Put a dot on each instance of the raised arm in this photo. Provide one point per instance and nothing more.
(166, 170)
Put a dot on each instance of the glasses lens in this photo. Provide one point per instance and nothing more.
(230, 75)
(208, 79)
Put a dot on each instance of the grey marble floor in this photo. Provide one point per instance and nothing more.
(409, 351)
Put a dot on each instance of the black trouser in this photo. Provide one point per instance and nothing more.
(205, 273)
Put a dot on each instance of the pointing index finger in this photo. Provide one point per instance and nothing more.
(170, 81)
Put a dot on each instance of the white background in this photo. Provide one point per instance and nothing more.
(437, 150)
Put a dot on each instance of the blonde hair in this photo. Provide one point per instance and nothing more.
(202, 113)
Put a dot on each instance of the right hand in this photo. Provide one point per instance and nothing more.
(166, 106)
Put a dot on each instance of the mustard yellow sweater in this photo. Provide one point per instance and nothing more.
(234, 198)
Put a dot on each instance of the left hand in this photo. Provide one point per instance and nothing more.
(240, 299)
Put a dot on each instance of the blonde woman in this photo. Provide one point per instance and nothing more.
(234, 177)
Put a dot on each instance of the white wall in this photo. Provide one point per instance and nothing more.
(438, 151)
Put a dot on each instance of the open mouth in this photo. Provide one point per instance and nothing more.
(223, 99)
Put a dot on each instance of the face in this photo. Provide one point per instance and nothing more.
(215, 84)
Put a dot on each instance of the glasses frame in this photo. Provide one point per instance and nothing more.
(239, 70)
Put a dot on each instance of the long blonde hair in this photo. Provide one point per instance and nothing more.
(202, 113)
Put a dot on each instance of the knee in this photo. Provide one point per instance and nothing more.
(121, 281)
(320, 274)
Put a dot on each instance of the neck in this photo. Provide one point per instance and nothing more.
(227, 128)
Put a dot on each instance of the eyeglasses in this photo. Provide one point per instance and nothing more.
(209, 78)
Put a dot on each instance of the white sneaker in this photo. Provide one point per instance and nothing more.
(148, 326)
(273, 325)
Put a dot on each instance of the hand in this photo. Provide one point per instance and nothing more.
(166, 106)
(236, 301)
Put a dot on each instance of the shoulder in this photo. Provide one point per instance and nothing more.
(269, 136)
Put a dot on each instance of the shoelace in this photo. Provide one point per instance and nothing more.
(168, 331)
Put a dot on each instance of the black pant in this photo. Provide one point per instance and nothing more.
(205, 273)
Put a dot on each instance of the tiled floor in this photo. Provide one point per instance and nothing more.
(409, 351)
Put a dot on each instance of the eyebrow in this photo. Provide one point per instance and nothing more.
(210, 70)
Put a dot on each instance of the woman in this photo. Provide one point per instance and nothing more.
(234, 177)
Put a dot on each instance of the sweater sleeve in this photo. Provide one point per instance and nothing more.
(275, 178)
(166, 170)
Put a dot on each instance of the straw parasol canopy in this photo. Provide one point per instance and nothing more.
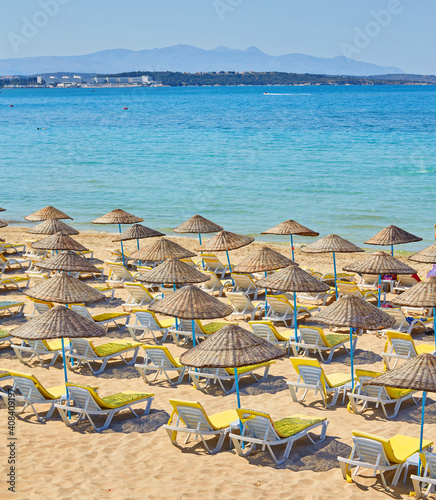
(64, 289)
(173, 272)
(392, 235)
(419, 374)
(291, 227)
(226, 240)
(423, 294)
(427, 256)
(355, 312)
(293, 279)
(58, 322)
(58, 241)
(161, 250)
(67, 261)
(52, 226)
(198, 224)
(232, 346)
(137, 232)
(331, 243)
(264, 259)
(190, 302)
(117, 216)
(379, 263)
(47, 213)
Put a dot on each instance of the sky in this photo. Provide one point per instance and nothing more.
(397, 33)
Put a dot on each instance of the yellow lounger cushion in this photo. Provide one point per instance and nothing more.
(115, 400)
(113, 347)
(398, 448)
(106, 316)
(217, 421)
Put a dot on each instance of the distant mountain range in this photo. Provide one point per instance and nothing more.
(190, 59)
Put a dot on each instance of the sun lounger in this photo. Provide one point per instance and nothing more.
(193, 419)
(159, 360)
(38, 348)
(428, 461)
(401, 346)
(8, 263)
(380, 455)
(243, 306)
(268, 331)
(84, 351)
(11, 307)
(148, 322)
(311, 377)
(380, 396)
(103, 318)
(258, 429)
(28, 390)
(222, 375)
(313, 338)
(280, 309)
(87, 403)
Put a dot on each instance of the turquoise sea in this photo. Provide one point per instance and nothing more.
(345, 160)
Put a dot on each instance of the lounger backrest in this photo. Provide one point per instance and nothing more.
(369, 451)
(138, 293)
(239, 301)
(158, 357)
(279, 305)
(81, 347)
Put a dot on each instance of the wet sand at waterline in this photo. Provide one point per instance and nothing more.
(134, 458)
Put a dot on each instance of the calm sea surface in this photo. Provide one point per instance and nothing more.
(345, 160)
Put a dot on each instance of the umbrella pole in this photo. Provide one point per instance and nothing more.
(201, 251)
(122, 249)
(424, 397)
(64, 358)
(230, 266)
(352, 358)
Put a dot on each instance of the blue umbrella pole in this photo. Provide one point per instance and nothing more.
(64, 358)
(122, 248)
(424, 397)
(295, 317)
(334, 269)
(352, 359)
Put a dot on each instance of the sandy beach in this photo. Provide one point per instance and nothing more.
(134, 458)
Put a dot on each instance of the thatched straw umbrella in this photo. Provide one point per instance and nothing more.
(52, 226)
(379, 263)
(392, 235)
(290, 227)
(69, 262)
(137, 232)
(47, 213)
(293, 279)
(58, 241)
(59, 322)
(191, 303)
(332, 244)
(355, 312)
(422, 294)
(160, 251)
(225, 241)
(231, 347)
(418, 374)
(119, 217)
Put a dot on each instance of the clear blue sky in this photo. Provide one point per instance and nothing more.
(405, 38)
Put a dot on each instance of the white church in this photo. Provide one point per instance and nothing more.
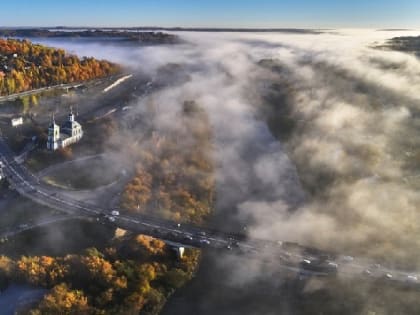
(69, 133)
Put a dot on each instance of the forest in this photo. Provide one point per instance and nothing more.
(174, 177)
(132, 274)
(26, 66)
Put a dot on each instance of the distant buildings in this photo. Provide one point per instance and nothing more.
(16, 121)
(60, 137)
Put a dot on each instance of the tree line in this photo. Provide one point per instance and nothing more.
(25, 66)
(132, 275)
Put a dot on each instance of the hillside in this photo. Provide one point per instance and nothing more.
(25, 66)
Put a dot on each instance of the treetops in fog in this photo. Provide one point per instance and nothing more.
(26, 66)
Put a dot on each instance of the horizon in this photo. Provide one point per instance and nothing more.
(266, 14)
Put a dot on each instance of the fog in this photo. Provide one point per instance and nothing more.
(345, 180)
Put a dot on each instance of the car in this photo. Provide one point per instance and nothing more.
(323, 266)
(188, 238)
(388, 276)
(205, 242)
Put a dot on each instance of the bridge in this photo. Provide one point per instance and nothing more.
(303, 260)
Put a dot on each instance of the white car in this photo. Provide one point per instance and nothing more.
(348, 258)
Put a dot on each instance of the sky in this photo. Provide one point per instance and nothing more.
(214, 13)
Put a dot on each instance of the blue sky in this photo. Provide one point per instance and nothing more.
(202, 13)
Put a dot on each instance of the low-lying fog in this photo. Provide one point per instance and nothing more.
(357, 114)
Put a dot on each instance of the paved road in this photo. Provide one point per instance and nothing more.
(306, 261)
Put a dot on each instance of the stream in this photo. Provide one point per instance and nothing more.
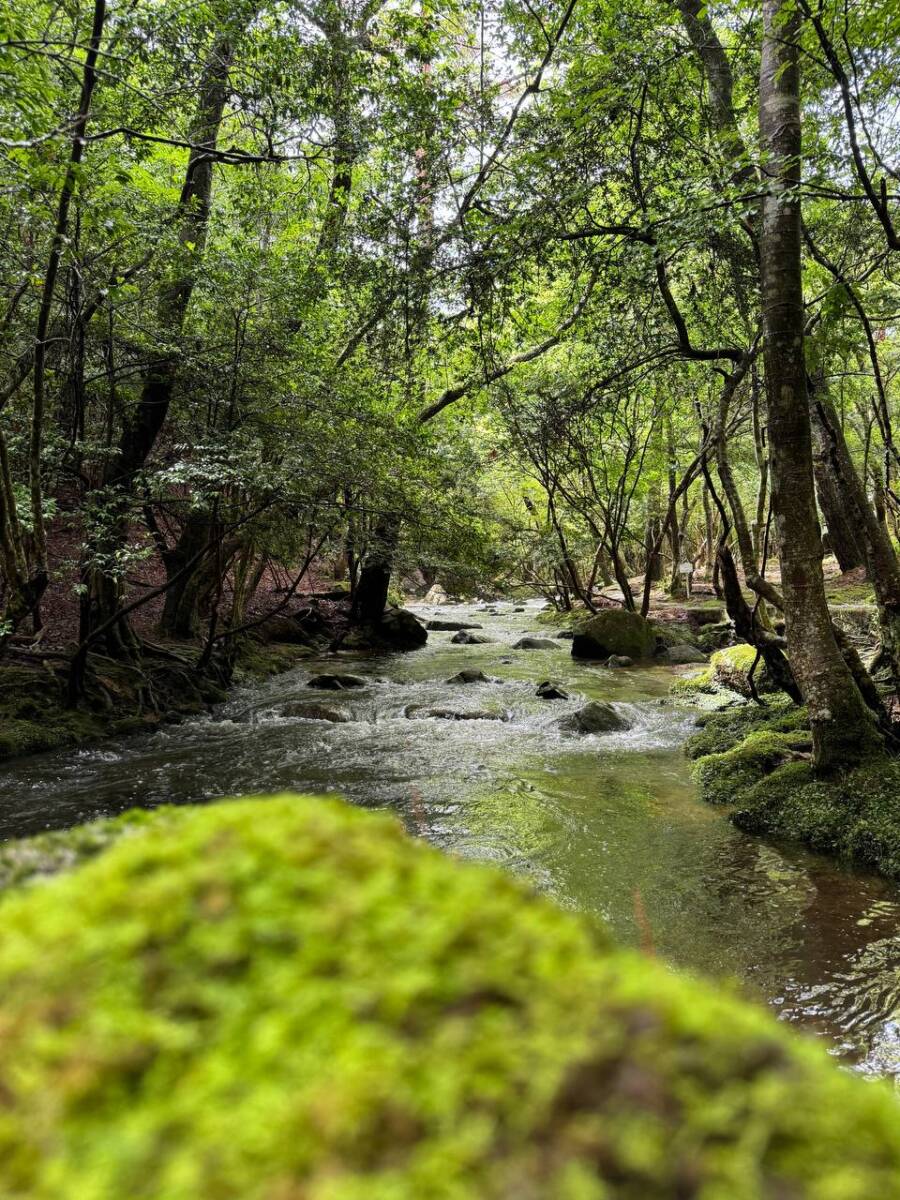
(605, 823)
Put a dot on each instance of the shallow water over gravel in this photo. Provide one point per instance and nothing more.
(607, 823)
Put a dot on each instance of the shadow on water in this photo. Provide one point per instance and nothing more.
(606, 823)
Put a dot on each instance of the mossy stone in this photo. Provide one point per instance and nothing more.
(265, 1000)
(615, 631)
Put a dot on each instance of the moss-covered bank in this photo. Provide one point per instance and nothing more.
(757, 761)
(288, 999)
(119, 699)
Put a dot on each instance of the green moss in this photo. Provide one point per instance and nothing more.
(285, 999)
(697, 682)
(562, 619)
(756, 760)
(721, 778)
(721, 731)
(732, 667)
(855, 815)
(675, 633)
(258, 660)
(33, 717)
(27, 859)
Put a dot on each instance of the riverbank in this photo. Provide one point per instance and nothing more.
(249, 969)
(165, 687)
(607, 823)
(756, 761)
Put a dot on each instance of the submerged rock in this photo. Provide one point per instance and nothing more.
(401, 629)
(289, 997)
(313, 712)
(336, 682)
(615, 631)
(449, 627)
(424, 712)
(681, 654)
(466, 637)
(471, 676)
(595, 717)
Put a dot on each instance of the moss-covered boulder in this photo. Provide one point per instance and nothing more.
(615, 631)
(757, 760)
(732, 667)
(288, 999)
(724, 777)
(855, 815)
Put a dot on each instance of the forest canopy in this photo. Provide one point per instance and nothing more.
(492, 295)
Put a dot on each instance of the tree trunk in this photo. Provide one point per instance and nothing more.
(844, 731)
(143, 427)
(371, 595)
(880, 557)
(844, 529)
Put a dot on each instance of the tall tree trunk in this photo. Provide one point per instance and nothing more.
(843, 727)
(880, 556)
(371, 595)
(142, 429)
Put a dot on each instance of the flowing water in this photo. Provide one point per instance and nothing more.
(605, 823)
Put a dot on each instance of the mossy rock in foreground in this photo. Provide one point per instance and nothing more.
(288, 999)
(855, 815)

**EXERCISE INSTRUCTIONS**
Extract the lines above from the one containing "Put a dot on each instance of the tree trunk" to the last line, both included, exactly as written.

**WORKED SOLUTION**
Put a dot on each instance of the tree trunk in this photo. Provide one point per instance and nothing more.
(844, 731)
(143, 427)
(371, 595)
(880, 557)
(844, 529)
Put a dot on each instance of the tall tree trunk in this photo. Provide one point per instance and nothing more.
(843, 727)
(880, 556)
(371, 595)
(142, 429)
Put a dot on each instance of the flowing water in this photo. Provide one point per instance and nothing more.
(605, 823)
Put a dot on each instance of the mossy rock in foreground in this photo. Provide one point per instance and nothing more.
(288, 999)
(855, 815)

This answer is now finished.